## WHAT IS EXPECTED
Copy each of the records exactly.

(Source records)

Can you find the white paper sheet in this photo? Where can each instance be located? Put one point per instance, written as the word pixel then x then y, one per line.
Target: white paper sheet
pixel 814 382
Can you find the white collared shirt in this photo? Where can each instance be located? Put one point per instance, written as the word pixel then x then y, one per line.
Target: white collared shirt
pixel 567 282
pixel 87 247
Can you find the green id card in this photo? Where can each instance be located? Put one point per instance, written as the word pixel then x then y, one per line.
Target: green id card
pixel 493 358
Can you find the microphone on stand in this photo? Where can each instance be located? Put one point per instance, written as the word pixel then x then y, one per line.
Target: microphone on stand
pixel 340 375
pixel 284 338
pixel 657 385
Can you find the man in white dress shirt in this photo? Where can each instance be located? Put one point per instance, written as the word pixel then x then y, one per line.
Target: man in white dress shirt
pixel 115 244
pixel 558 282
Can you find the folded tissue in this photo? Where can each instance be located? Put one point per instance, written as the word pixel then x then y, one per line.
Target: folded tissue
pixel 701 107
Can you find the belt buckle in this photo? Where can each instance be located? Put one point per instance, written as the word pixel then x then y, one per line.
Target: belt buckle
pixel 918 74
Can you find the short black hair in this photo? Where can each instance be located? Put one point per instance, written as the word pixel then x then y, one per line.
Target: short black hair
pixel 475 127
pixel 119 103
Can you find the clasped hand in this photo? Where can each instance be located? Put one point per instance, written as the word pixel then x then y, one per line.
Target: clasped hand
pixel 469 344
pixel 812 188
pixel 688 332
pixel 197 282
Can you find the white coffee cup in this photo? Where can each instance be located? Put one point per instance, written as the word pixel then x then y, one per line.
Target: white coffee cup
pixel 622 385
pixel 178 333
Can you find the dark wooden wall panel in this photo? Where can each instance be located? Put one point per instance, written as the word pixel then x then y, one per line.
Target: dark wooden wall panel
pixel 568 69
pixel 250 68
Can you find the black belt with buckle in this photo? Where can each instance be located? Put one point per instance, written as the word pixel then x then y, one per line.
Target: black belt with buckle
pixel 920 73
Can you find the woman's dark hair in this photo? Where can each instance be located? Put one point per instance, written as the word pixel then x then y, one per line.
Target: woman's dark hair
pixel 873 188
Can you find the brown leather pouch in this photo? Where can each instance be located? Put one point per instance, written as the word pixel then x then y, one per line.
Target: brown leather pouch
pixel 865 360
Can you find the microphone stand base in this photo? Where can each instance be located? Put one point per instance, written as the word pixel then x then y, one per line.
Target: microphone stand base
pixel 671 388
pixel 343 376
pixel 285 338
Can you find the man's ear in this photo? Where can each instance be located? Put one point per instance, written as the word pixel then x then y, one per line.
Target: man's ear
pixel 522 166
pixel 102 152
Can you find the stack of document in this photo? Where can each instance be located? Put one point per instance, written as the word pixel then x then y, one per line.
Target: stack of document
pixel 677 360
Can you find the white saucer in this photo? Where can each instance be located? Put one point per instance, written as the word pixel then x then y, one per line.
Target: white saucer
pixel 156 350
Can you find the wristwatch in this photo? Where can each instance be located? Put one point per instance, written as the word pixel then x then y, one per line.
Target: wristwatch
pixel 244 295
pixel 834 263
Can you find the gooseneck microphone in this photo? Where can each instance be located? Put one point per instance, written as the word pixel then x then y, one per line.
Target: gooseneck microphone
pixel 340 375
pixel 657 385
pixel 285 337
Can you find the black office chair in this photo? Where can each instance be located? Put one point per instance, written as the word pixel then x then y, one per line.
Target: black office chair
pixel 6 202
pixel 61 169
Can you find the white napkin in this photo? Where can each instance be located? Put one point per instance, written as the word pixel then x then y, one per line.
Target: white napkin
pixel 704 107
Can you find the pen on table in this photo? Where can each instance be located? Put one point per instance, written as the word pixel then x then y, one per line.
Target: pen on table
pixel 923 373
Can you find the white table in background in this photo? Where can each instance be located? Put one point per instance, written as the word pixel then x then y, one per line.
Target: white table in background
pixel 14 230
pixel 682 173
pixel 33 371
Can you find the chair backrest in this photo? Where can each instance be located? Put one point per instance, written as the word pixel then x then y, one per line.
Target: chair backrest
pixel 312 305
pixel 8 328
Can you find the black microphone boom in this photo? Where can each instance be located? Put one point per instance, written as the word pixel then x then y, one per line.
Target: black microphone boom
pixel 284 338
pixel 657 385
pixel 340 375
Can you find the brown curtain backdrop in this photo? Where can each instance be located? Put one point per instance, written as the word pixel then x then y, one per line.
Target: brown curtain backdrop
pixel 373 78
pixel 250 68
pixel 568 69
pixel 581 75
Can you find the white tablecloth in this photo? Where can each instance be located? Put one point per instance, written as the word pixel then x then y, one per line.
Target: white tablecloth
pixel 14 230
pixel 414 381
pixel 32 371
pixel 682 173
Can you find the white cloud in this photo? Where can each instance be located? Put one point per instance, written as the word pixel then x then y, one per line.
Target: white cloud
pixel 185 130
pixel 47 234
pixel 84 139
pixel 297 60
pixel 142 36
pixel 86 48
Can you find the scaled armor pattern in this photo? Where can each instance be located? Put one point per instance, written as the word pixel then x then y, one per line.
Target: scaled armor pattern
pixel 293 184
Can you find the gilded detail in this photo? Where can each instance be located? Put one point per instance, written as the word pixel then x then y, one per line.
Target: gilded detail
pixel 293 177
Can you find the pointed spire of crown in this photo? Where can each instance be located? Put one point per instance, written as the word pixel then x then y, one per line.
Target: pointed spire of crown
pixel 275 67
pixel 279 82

## SOLUTION FOR THIS EXERCISE
Can you find the white paper sheet in this photo? Where can each instance be located? Put one point per instance, written as the word pixel then x then y, one per line.
Target: white paper sheet
pixel 814 382
Can you find the white collared shirt in this photo? Where can each instance be located? Put one point per instance, written as the word pixel then x then y, one per line.
Target: white collared shirt
pixel 567 282
pixel 87 247
Can you find the green id card in this photo? Where can each instance be located? Put one point per instance, written as the word pixel then x then y, one per line.
Target: green id card
pixel 493 358
Can you find the microphone on stand in this photo? Where can each instance be located? Put one point per instance, written as the word pixel then x then y, one per line.
Target: microphone on stand
pixel 340 375
pixel 284 338
pixel 657 385
Can you find the man in white dress shirt in this photo? Where can each instance be located? Put one point per instance, written as the word pixel then x then y, one per line.
Target: man in white dress shirt
pixel 115 244
pixel 558 282
Can you find the folded tissue in this photo? Where can each instance be located? Put one point per instance, written as the word pixel then x then y, one per line.
Target: folded tissue
pixel 701 107
Can you find the belt buckle in this photo? Where can each instance be located? Put one point per instance, written as the word pixel then x then y, one per line.
Target: belt buckle
pixel 918 74
Can you find the short black hair in this photo? Where can each instance be located? Put one point per instance, written as the word pixel then x then y, one per line.
Target: short black hair
pixel 475 127
pixel 119 103
Can you find the clasped hand in this photo? Where can each instance be located? Put one point per instance, written as the word pixel then x then y, one per line.
Target: clasped hand
pixel 469 344
pixel 812 188
pixel 688 332
pixel 197 282
Can you find the white coffee cup in this photo? Where can each instance be located? Put one point per instance, written as the word pixel then x then y, one per line.
Target: white coffee cup
pixel 622 385
pixel 178 333
Can you find the dark wooden wall panel in this photo? Where can each instance be located? Put one point per instance, written as the word pixel then x then y, one per line.
Target: dark wooden wall panel
pixel 568 69
pixel 250 68
Can you find the black belt with buckle in this photo? Where can each instance be located? Put one point per instance, written as the word pixel then x then y, one per line.
Target: black belt with buckle
pixel 920 73
Can you find the woman's dark hair in this photo? Where can each instance be located? Put one point per instance, written as the word pixel then x then y, one per line.
Target: woman's dark hair
pixel 873 188
Can you find the brown leather pouch in this photo? Where can each instance be located? Put one point per instance, written as the word pixel then x then y, one per line.
Target: brown leather pouch
pixel 865 360
Can you find the microphone stand base in this photo? Where can each instance be located? Put one point per instance, written as the word pixel then x then y, one per line.
Target: microphone stand base
pixel 671 388
pixel 343 376
pixel 285 338
Can you find the man's ear in this photo? Where can each instance be located? Put one point per instance, written as the word pixel then x then y, one per line.
Target: man's ear
pixel 522 166
pixel 102 152
Can you find the stack of document in this photo? Where can each instance be located? Put one point per instance, written as the word pixel then x then y, one per line.
Target: stack of document
pixel 677 360
Can you find the white saucer in this photo? Where can each instance be located? Put one point per instance, written as the word pixel then x then y, one per line.
Target: white saucer
pixel 156 350
Can you find the wristwatch in this photo? Where can each instance be located? Put one point per instance, written as the word pixel then x then y, one per line.
Target: wristwatch
pixel 244 295
pixel 834 263
Can you find the gooseneck microphone in this photo? Where can each instance be located? Put one point per instance, written as the word pixel then x then y, one per line.
Target: gooseneck microphone
pixel 340 375
pixel 657 385
pixel 285 337
Can you find the black office chair in this photo? Where can each instance be located? Put one point per instance, written as the word pixel then x then y, one per line.
Target: black office chair
pixel 6 202
pixel 61 169
Can you find the white napkin in this photo? Where can each instance be located? Put one point per instance, written as the word pixel then x then y, one per line.
Target: white napkin
pixel 704 107
Can you find the pen on table in this photo? Where can each instance be located? Put one point per instance, written as the word pixel then x then y, one per line.
Target: pen on table
pixel 923 373
Can you find the white table in background in this photo? Where can each instance be located? Put one point per instance, written as the word pixel then x then y, one per line.
Target: white table in background
pixel 14 230
pixel 682 173
pixel 33 371
Can you find the chair backrest in this photo? Where can each instance be located? Put one point per instance, written as the word pixel then x then y, one per line.
Target: chair backrest
pixel 312 305
pixel 8 328
Can you find the black microphone boom in this photo? Where can each instance be located? Put one point per instance, written as the word pixel then x then y, one per line.
Target: black microphone boom
pixel 284 338
pixel 657 385
pixel 340 375
Can you find the brown curtain backdrop in this photo? Where can each instance be located? Put one point per instance, written as the word pixel then x then y, one per line.
Target: brown curtain backdrop
pixel 373 78
pixel 250 68
pixel 568 69
pixel 581 75
Can you find the white tablecloth in this photo? Where can each instance be located? Put one point per instance, written as the word pixel then x then y, one per line.
Target: white tablecloth
pixel 14 230
pixel 414 381
pixel 32 371
pixel 682 173
Can you find the white cloud in this photo? Where can each instance be located? Put one point per instance, written as the word pixel then x then y, one per line.
Target: white cloud
pixel 185 130
pixel 47 234
pixel 84 139
pixel 297 60
pixel 142 36
pixel 86 48
Can you find the scaled armor pattern in this photo? Where can each instance be located? Put one point per instance, written as the word pixel then x then y, one per line.
Target: scaled armor pattern
pixel 293 184
Can you find the gilded detail in this photo? Where can each instance be located? Put one point per instance, written as the word pixel then x then y, one per line.
Target: gilded detail
pixel 293 177
Can you find the pointed spire of crown in this photo? Where can each instance be located? Put one point per instance, written as the word pixel then x then y, one per line.
Target: pointed spire of crown
pixel 275 67
pixel 279 82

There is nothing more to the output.